- Work task 1:
Answer these questions using the excerpt on DMA and cancer, one line for each answer, labeled (a), (b) and (c):
(a) Which known genotoxic bladder carcinogen is named as being given before DMA?
(b) What finding shows that none of the arsenicals lead to metabolic products that bind to DNA?
(c) What two ways are given by which increased cell proliferation could occur?
- Work task 2: In the excerpt on DMA and cancer, list every source cited for positive results in chromosome aberration assays.
- Work task 3: Print the stretch of the excerpt on DMA and cancer from "The mechanism by" through "effects is unknown.".

Administration of DMA in the drinking water has also been shown to increase the incidences of bladder tumors when administered following a known genotoxic bladder carcinogen such as N-butyl-N-(4-hydroxybutyl)nitrosamine (BBN) (Wanibuchi et al., 1996). Increased incidences of tumors of other organs, such as liver, thyroid, and kidney, have also been observed when DMA is administered in the drinking water following the administration of known carcinogenic agents specific for these organs (Yamamoto et al., 1995
). However, the latter experiment involved extremely high doses that were in excess of a maximally tolerated dose.
The mechanism by which DMA or other arsenicals, organic or inorganic, might produce a carcinogenic effect is unknown. It is clear that none of these arsenicals lead to metabolic products which bind to DNA, as no DNA adducts have been identified (IARC, 1980; Jacobson-Kram and Montalbano, 1985
; Leonard and Lauwerys, 1980
; Rossman, 1998
; Wang and Rossman, 1996
) and the chemistry of these compounds suggests that DNA adducts would not be expected to form. Indirect effects on DNA have been suggested, such as positive results in chromosome aberration assays (Dulout et al., 1996
; Gurr et al., 1993
; Kochhar et al., 1996
; Lerda, 1994
; Oya-Ohta et al., 1996
), but whether these aberrations are due to effects on the DNA or are secondary to cytotoxic effects is unknown.
In contrast to a DNA-reactive mechanism, it has been suggested that the carcinogenicity of these agents is more likely due to an increase in cellular proliferation (Arnold et al., 1999; Germolec et al., 1998
; Simeonova et al., 1999
; Trouba et al., 1999
). Increased cell proliferation could occur either as a result of a direct mitogenic effect, such as seen following administration of certain hormones, or it can be produced by cytotoxicity with consequent regeneration, as is frequently seen with numerous non-DNA-reactive chemical carcinogens.

- Raw data:

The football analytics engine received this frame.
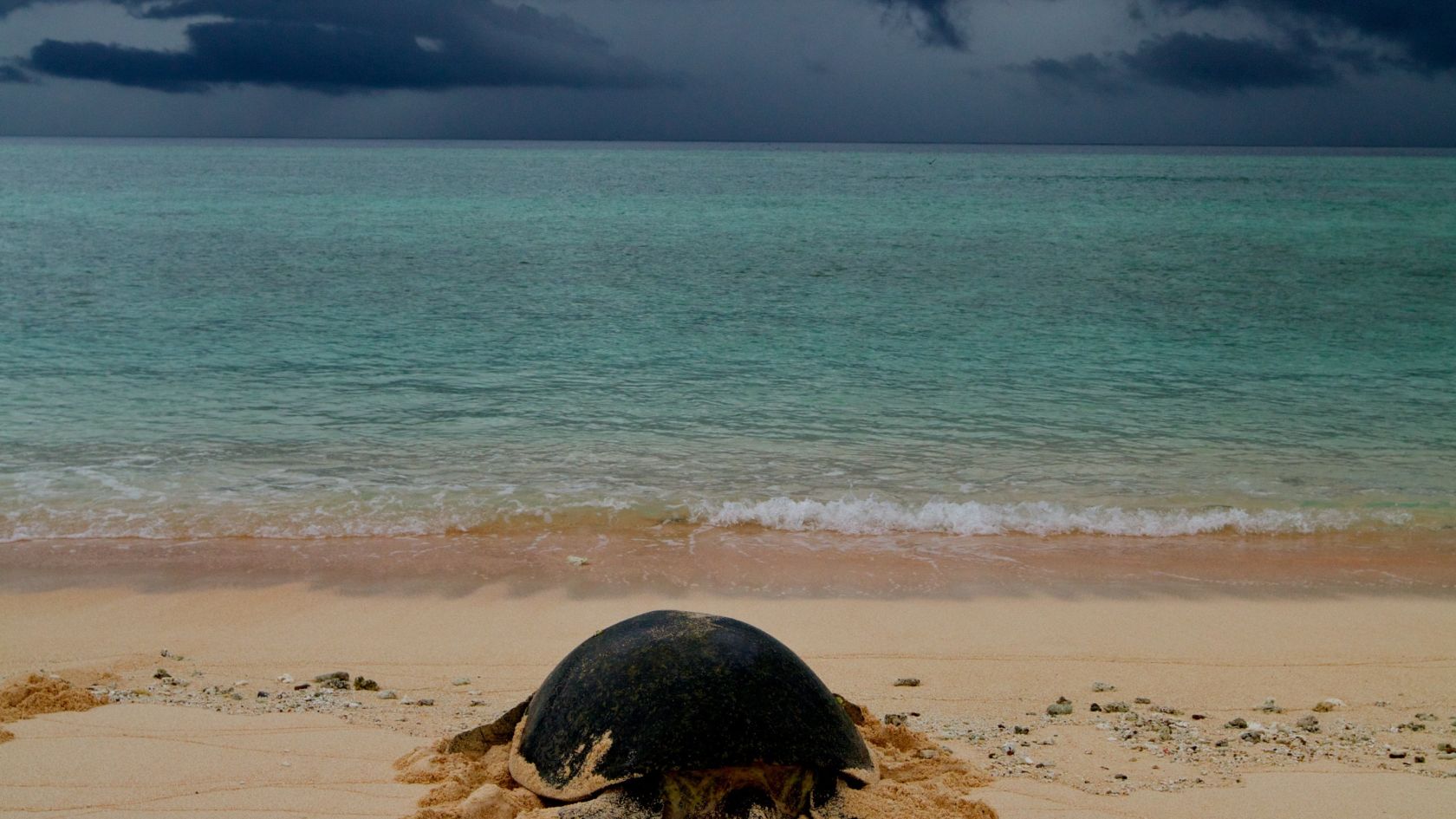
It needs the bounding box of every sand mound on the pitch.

- Response 1:
(a) N-butyl-N-(4-hydroxybutyl)nitrosamine (BBN).
(b) No DNA adducts have been identified.
(c) A direct mitogenic effect, or cytotoxicity with consequent regeneration.

- Response 2:
Dulout et al., 1996
Gurr et al., 1993
Kochhar et al., 1996
Lerda, 1994
Oya-Ohta et al., 1996

- Response 3:
The mechanism by which DMA or other arsenicals, organic or inorganic, might produce a carcinogenic effect is unknown. It is clear that none of these arsenicals lead to metabolic products which bind to DNA, as no DNA adducts have been identified (IARC, 1980; Jacobson-Kram and Montalbano, 1985
; Leonard and Lauwerys, 1980
; Rossman, 1998
; Wang and Rossman, 1996
) and the chemistry of these compounds suggests that DNA adducts would not be expected to form. Indirect effects on DNA have been suggested, such as positive results in chromosome aberration assays (Dulout et al., 1996
; Gurr et al., 1993
; Kochhar et al., 1996
; Lerda, 1994
; Oya-Ohta et al., 1996
), but whether these aberrations are due to effects on the DNA or are secondary to cytotoxic effects is unknown.